Produce an exact copy of all records below.
┌──
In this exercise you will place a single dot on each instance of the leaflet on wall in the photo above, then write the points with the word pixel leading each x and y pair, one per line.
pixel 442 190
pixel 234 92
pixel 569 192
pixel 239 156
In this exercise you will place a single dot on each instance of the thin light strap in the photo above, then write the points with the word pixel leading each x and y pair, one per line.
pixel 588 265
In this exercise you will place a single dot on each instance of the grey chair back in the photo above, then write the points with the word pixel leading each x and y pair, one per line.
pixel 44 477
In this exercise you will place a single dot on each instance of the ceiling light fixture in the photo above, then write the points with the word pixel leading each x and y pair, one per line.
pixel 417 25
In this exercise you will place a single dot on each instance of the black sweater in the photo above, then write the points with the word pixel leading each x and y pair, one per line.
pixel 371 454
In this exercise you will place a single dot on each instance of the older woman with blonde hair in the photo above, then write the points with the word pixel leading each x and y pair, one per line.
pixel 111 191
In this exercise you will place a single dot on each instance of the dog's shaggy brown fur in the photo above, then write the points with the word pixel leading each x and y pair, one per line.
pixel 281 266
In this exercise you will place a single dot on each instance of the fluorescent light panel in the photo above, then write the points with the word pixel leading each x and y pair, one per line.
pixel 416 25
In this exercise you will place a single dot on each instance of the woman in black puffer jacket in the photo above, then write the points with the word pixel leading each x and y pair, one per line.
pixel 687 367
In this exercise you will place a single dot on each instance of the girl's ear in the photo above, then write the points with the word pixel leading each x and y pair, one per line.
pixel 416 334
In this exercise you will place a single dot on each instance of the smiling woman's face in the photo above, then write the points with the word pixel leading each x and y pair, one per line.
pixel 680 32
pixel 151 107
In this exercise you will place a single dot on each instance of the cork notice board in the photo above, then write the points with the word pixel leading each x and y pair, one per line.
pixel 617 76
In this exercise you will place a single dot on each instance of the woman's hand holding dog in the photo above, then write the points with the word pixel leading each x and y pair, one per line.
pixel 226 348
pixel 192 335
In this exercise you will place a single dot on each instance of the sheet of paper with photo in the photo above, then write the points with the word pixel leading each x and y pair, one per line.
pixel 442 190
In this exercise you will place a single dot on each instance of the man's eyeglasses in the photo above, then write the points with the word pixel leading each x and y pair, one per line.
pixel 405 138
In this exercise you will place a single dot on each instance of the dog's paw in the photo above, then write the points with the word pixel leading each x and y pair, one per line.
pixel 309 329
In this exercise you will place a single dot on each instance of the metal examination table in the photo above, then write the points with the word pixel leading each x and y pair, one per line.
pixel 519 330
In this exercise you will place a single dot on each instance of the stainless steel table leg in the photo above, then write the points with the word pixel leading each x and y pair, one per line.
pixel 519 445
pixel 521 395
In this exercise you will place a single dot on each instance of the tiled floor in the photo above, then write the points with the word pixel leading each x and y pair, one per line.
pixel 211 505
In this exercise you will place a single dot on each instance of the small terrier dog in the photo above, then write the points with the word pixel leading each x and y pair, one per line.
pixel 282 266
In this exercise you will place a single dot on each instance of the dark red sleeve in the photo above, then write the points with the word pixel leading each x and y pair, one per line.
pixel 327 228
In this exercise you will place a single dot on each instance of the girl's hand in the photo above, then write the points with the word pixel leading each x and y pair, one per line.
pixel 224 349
└──
Result:
In this exercise you will place a single dot on each instance of the leaflet on wall in the photo above, then write the points with the word pixel leading each x and y pair, one per line.
pixel 442 190
pixel 234 92
pixel 569 192
pixel 239 156
In this exercise you will place a single dot on each instance of the thin light strap in the photo above, then write the points with the word pixel leading each x and y pair, one per line.
pixel 588 265
In this exercise you will place a single dot on each instance of the grey chair back in the photo above, then write the points with the word pixel leading each x and y pair, one per line.
pixel 44 477
In this exercise you will place a single dot on each instance of the ceiling light fixture in the photo above, then write the points with the word pixel leading each x and y pair, one per line.
pixel 417 25
In this exercise you will place a single dot on each instance of the black sweater in the photo above, then write the points with the word pixel leading each x and y pair, one per line.
pixel 371 454
In this exercise you will place a single dot on each instance of the older woman with blonde hair in the photo above, then write the points with the word pixel leading each x and y pair, one per line.
pixel 111 191
In this exercise you will place a single dot on each instance of the dog's shaggy brown fur in the photo above, then write the points with the word pixel leading each x and y pair, one per line.
pixel 281 266
In this exercise you will place a single dot on each instance of the fluorescent light panel in the photo above, then write the points with the word pixel leading each x and y pair, one per line.
pixel 416 25
In this exercise you will place a single dot on each instance of the woman in black puffer jacket in the photo above, then write the points with the word pixel leading each x and y pair, one per line.
pixel 687 367
In this exercise you will place a single dot on each instance of the girl's ear in the photo above, then write the points with the word pixel leading each x and y pair, one per line.
pixel 416 334
In this exercise you will place a single dot on each instance of the smiling woman's face in the photo above, then write the points with the word pixel leading each x and y pair, one per line.
pixel 680 32
pixel 151 107
In this exercise you will place a single dot on each instance of the cork notice board in the photo above, then write the points with the word pixel leading each x and y pair, one per line.
pixel 617 76
In this exercise you will place a single dot on each instance of the woman's hand holding dog in the photo above, then write the points with the word pixel leading each x and y pair, one per line.
pixel 226 348
pixel 192 335
In this exercise you will place a single dot on each instance of the sheet of paper with photo in the photo above, then write the points with the word pixel leading each x and y pair, one per line.
pixel 442 190
In this exercise you will place a single dot on each instance of the man's eyeglasses in the photo above, then write the points with the word pixel leading each x and y pair, one per line.
pixel 405 138
In this exercise you will place a single dot on each instance of the dog's paw in the photo above, then write the points with the word pixel leading each x and y pair, one per line.
pixel 309 329
In this exercise you will place a single dot on each instance of the metal examination table in the photo above, then write the points with the word pixel leading each x and y pair, one per line.
pixel 519 330
In this exercise you will place a single dot on each instance of the stainless steel table leg in the photo above, then write the points with the word pixel leading each x and y pair, one per line.
pixel 519 445
pixel 521 395
In this exercise you will place a single dot on each instance of the tiled floor in the photo above, then write the points with the word pixel leading each x and y pair, one per line.
pixel 211 505
In this exercise you will place a single dot on each instance of the small terrier dog in the photo above, then write the points with the word pixel leading each x and y pair, one per line.
pixel 282 266
In this exercise you will place a single dot on each instance of the dark red sleeve in the photo above, then write the points with the word pixel leading each x and y pair, one per line.
pixel 327 228
In this exercise you will place a single dot on each instance of the girl's hand in the photo above, then write the points with the word pixel leading each x and y pair, one per line.
pixel 224 349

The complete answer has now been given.